▶ Task brief
Write out the material again, starting with the line that contains "Return the outline of every instance of the black" and going on through the line that contains "[[[621,325],[600,324],[595,328],[595,344],[605,352],[621,357]]]", keeping every line's wording and shifting each vertex coordinate in the answers up by 93.
··········
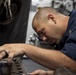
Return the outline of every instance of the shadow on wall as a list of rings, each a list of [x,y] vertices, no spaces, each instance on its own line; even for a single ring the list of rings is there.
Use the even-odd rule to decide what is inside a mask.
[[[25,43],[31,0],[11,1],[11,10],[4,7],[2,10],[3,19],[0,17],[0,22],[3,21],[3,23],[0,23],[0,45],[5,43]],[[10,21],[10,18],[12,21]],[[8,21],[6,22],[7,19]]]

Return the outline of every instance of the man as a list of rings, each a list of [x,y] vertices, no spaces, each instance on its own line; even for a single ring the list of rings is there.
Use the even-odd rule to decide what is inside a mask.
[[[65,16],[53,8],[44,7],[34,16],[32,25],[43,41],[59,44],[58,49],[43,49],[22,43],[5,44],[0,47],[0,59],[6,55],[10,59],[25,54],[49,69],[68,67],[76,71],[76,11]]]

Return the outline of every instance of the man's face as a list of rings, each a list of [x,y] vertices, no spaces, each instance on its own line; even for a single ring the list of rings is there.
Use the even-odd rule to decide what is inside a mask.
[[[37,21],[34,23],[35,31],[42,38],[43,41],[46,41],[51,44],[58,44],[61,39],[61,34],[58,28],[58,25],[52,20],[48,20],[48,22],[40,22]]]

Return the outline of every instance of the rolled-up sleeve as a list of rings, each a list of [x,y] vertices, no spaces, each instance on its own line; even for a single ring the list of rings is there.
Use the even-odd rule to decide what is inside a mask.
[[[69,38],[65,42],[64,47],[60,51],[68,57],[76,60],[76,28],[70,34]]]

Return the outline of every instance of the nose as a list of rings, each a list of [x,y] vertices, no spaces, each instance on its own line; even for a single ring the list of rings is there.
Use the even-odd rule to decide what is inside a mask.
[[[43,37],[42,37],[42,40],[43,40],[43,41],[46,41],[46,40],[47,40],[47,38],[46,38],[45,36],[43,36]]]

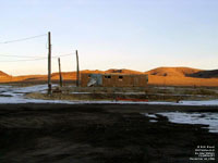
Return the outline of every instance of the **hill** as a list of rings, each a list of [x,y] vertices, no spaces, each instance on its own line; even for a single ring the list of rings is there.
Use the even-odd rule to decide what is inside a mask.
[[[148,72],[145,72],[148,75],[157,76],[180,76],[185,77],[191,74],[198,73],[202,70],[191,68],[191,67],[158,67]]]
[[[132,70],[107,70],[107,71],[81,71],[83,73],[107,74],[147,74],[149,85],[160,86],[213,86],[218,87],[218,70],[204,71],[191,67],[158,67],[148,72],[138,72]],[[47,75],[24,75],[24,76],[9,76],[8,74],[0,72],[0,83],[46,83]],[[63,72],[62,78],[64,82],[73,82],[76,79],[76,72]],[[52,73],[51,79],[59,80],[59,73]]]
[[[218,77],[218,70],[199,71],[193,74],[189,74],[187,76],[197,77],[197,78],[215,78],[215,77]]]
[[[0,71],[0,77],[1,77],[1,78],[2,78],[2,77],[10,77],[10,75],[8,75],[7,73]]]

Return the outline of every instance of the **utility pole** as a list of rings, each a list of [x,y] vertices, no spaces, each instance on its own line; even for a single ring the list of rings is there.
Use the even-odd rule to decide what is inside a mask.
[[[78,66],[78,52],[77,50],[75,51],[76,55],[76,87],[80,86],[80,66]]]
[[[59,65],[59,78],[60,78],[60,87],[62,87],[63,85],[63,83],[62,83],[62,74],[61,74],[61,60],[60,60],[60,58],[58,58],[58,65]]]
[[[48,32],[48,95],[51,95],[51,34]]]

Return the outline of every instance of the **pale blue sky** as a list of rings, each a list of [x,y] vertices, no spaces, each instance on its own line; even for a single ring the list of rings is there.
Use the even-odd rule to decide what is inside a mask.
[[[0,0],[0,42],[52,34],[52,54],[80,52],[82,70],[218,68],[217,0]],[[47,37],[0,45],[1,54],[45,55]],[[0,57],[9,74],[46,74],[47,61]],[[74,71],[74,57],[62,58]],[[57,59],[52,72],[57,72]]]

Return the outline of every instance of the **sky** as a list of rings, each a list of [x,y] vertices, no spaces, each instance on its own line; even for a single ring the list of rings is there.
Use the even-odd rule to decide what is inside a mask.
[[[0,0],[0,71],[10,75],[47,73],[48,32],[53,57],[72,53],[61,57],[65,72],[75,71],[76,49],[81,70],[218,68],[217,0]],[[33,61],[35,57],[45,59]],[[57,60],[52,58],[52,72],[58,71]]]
··········
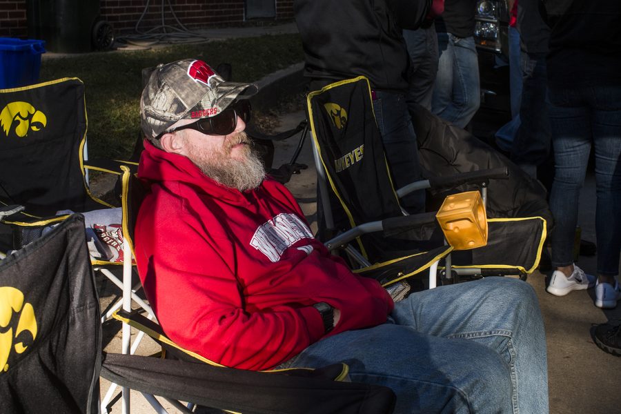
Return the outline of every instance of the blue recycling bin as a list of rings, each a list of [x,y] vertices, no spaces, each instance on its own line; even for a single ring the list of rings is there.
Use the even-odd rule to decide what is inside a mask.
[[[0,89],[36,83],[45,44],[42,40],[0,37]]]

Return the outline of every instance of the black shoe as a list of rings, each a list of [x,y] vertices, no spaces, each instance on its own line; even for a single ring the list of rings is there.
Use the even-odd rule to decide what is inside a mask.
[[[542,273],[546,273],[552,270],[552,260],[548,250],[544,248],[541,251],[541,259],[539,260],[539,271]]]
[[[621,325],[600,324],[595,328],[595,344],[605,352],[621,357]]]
··········
▶ Output of the task
Return the outline of every instance of the black shoe as a list of rings, each a list of [x,y] vertices, no spaces, each instance on its own line; even for a single ring the list of rings is there.
Use the even-odd rule to decide what is inside a mask.
[[[635,366],[639,366],[645,363],[645,353],[641,343],[637,341],[634,344],[634,352],[632,353],[632,364]]]
[[[714,418],[693,417],[688,421],[688,437],[698,445],[714,450]]]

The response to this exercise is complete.